* **What you will do**
Find all the lines in the entries below that hold the word "plant" and copy them.

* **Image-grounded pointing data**
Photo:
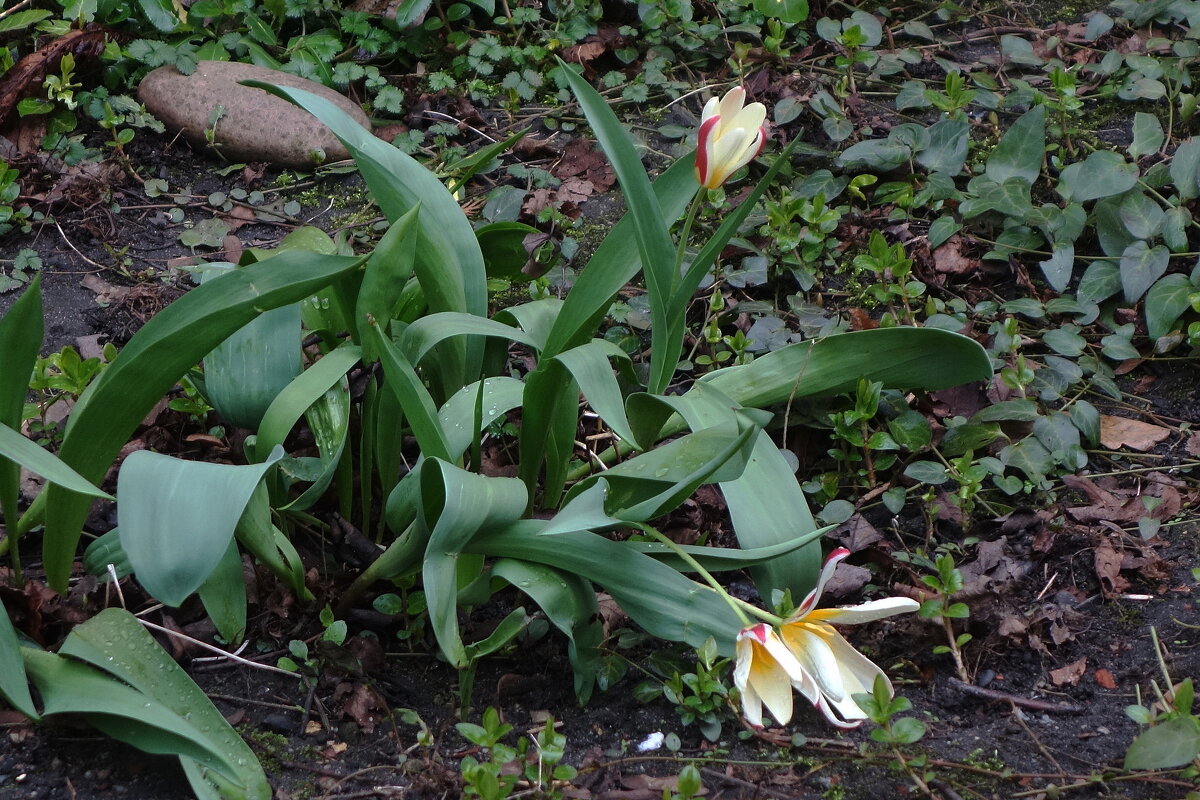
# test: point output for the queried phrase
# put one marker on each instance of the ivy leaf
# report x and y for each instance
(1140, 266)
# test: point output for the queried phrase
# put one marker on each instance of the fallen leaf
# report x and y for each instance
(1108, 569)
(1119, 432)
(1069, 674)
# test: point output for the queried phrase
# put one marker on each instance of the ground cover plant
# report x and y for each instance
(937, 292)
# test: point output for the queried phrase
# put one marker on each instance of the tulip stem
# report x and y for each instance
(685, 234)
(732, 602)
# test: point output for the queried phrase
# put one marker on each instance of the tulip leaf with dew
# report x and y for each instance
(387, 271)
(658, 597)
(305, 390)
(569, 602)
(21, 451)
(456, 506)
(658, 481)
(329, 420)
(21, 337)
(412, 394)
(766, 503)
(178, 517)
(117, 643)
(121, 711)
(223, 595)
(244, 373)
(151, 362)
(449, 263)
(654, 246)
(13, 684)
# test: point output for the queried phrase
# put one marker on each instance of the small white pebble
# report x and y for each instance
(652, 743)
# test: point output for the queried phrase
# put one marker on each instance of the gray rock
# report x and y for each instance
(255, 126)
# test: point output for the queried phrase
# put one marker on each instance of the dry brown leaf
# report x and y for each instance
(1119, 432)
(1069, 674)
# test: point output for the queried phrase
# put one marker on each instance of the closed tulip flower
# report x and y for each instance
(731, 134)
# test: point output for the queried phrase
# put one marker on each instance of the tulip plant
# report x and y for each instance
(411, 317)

...

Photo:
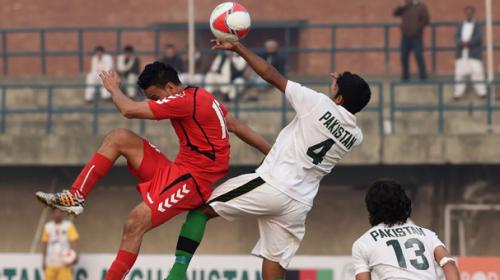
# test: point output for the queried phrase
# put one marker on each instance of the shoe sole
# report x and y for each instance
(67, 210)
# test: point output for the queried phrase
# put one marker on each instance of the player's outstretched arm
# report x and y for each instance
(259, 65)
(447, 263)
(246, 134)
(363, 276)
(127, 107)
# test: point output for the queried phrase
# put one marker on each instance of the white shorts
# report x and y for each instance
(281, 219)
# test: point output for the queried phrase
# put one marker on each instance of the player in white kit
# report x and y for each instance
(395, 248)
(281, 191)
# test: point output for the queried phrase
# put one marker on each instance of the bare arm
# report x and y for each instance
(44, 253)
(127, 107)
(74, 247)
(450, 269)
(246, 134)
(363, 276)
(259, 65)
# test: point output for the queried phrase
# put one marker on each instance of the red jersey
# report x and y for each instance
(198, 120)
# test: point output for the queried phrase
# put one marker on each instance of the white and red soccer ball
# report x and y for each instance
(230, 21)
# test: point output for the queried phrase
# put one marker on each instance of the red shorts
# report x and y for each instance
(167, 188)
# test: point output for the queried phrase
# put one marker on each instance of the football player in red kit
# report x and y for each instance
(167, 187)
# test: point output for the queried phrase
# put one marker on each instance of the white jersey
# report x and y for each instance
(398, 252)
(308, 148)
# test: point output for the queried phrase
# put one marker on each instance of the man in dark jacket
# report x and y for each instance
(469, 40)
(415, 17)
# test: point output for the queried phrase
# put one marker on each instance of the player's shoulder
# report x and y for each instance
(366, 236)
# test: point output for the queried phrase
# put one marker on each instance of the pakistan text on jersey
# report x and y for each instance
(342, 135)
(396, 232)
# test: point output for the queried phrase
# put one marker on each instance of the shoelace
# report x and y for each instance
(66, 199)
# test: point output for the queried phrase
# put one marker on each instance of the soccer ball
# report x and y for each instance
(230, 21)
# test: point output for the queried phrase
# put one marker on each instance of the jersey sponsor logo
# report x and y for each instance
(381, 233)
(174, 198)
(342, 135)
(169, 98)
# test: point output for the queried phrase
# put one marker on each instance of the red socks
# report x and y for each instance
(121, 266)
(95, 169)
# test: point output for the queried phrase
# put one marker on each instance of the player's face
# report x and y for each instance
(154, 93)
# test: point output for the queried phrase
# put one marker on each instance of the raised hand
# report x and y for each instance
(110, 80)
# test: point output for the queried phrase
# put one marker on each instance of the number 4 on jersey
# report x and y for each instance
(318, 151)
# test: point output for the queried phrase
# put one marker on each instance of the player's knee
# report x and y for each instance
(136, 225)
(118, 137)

* **Result for this exercise**
# put one marker on each instance of the ground cover plant
# put one marker on each instance of the tulip plant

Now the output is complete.